Exercise
Provide the records once more, identical to the original.

══ Provided records ══

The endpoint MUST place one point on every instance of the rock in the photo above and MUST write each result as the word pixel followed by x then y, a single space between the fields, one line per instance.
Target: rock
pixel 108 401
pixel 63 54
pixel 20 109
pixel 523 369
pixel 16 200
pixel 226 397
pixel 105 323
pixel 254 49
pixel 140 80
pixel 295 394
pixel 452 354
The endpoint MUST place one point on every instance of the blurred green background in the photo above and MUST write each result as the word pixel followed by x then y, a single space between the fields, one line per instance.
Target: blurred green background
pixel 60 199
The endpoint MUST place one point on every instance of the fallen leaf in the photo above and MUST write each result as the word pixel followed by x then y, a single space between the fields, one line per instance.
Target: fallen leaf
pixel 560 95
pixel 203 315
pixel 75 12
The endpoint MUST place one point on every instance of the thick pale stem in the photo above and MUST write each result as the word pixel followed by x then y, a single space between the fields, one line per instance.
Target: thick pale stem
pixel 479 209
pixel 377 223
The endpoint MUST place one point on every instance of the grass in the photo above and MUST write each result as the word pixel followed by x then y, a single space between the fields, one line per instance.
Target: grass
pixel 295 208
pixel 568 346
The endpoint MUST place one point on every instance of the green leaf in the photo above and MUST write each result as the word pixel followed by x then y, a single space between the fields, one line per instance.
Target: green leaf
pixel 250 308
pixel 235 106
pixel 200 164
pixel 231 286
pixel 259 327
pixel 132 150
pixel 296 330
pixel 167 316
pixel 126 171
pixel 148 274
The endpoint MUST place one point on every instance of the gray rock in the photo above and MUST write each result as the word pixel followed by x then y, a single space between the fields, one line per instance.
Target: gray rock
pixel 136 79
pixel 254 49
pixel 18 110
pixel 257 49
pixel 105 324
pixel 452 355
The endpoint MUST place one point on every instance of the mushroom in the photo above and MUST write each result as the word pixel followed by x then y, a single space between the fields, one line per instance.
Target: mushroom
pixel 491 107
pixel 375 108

═══

Answer space
The endpoint MUST place one point on every instance of the rock in the photo above and MUST write each result as the word pixel followed by x then y, a single space between the fields, one line per instance.
Target: rock
pixel 108 401
pixel 63 54
pixel 20 109
pixel 523 369
pixel 16 200
pixel 226 397
pixel 105 323
pixel 254 49
pixel 140 80
pixel 295 394
pixel 452 354
The endpoint MUST place one point on every instance of the blurred green background in the photo above and MUST write each result as the word pixel followed by x then y, a single space between the fields, one line per instance.
Target: blurred green background
pixel 60 199
The endpoint MUST place one point on every instance of the fallen leaf in the photo above and MUST write each result as the word pixel followed by x then y, a single space between the fields, one line per instance.
Target: fallen leaf
pixel 560 95
pixel 203 315
pixel 75 12
The endpoint MUST place one point on every instance of the thick pale stem in the photo above and MUST write each result as the word pixel followed by x then y, a single space between the fields, one line per instance.
Target: thick pale stem
pixel 479 209
pixel 377 223
The endpoint MUST place one point on every instance of the grass in the photo above and MUST write each result as the word pixel followed by x then y, a single space between the fields, one line per instance.
Target: grass
pixel 295 208
pixel 568 346
The endpoint MUST place one point on every instance of the green leaf in the photo above and MUST write each result as the word pixel followed by x then y, a single space between the fields, one line per instance.
Target: green leaf
pixel 250 308
pixel 235 106
pixel 200 164
pixel 231 286
pixel 259 327
pixel 132 150
pixel 296 330
pixel 167 316
pixel 126 171
pixel 148 274
The endpoint MUST place one point on every instance of the gray rock in the photo above and MUST write each result as the word pixel followed by x then y, a single space between the fields, one line per instance.
Target: gray rock
pixel 136 79
pixel 254 49
pixel 18 110
pixel 257 49
pixel 105 324
pixel 452 355
The endpoint MUST place one point on every instance of the mushroom in the photo above and MUST write each result as the word pixel followed by x then y, a single space between the fields, one line per instance.
Target: mushroom
pixel 491 107
pixel 375 108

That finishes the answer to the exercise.